# HAVANESE SIMESE TWINS PHOTO



## Suzi (Oct 27, 2010)

How would these twins survive? The breeder is Noahs Arch? She has like 3 special needs puppy's


----------



## Kathie (Jul 31, 2008)

Was the breeder trying to sell them?


----------



## dodrop82 (May 21, 2010)

I don't think they are siamese....they look like 2 separate pups to me....


----------



## morriscsps (Aug 17, 2010)

If you scroll down through the pics, there are a couple where you can see that they are separated. No mention of what the health problems are. http://www.noahslittleark.com/Sold_Havanese_Puppies_Detail.cfm?ID=878


----------



## Suzi (Oct 27, 2010)

dodrop82 said:


> I don't think they are siamese....they look like 2 separate pups to me....


 Now I feel really stupid I thought so maybe not What would the special need be I am trying to paste the web page I'll try agian

http://www.noahslittleark.com/Special_Needs_Havanese.cfm


----------



## Kathie (Jul 31, 2008)

They didn't mention health testing the parents, either.


----------



## andra (Aug 23, 2010)

I would not feel stupid Suzi  as it is confusing since the breeder does not specify what the problem is exactly and with which pup.

andra


----------



## The Laughing Magpie (Aug 20, 2009)

Data extract:

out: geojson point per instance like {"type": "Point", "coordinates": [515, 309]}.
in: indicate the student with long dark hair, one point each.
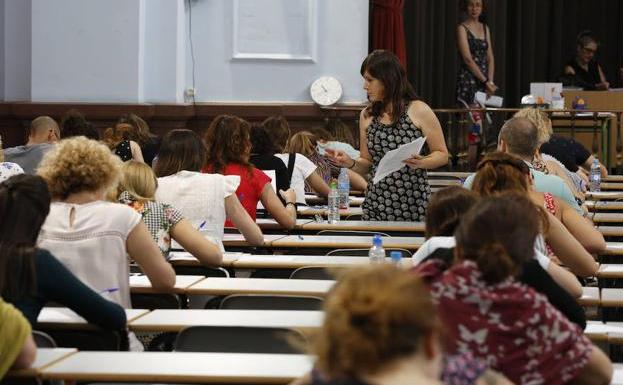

Required task 1: Name every distinct username that appears as a post heading in the Havanese forum thread.
Required task 2: Carry the Havanese forum thread forward from its last line.
The listing isn't needed for anything here.

Task response 1: Suzi, Kathie, dodrop82, morriscsps, andra, The Laughing Magpie

Task response 2:
The dog JJ has a cleft lip and may have a palate problem. This is from awhile ago.


----------



## Suzi (Oct 27, 2010)

Gee:brick: I am sorry if I offended anyone I really thought the pups were joined together and I was concerned about them.


----------



## The Laughing Magpie (Aug 20, 2009)

Suzy, I don't know about the others....Why are you putting these pictures up? I don't think of them as amusing or fun. An example is the dog with the cleft lip and possible palate would have trouble feeding and it takes several operations to fix.


----------



## Suzi (Oct 27, 2010)

The Laughing Magpie said:


> Suzy, I don't know about the others....Why are you putting these pictures up? I don't think of them as amusing or fun. An example is the dog with the cleft lip and possible palate would have trouble feeding and it takes several operations to fix.


 I did not think of them as amusing or fun sorry to offend you . I am glad the pups are not joined. The other pictures I just found interesting. It is a fact of life that sometimes these things happen. And I hope the pup with the cleft get the operations. The second dog on the site I think has dwarf legs And I am not sure about the ones I thought were joined together. 
I got the other pictures off the internet because I was trying to learn about animals that a joined. It is not funny at all.


----------



## Dana N (Jan 27, 2011)

Be real careful with that breeder.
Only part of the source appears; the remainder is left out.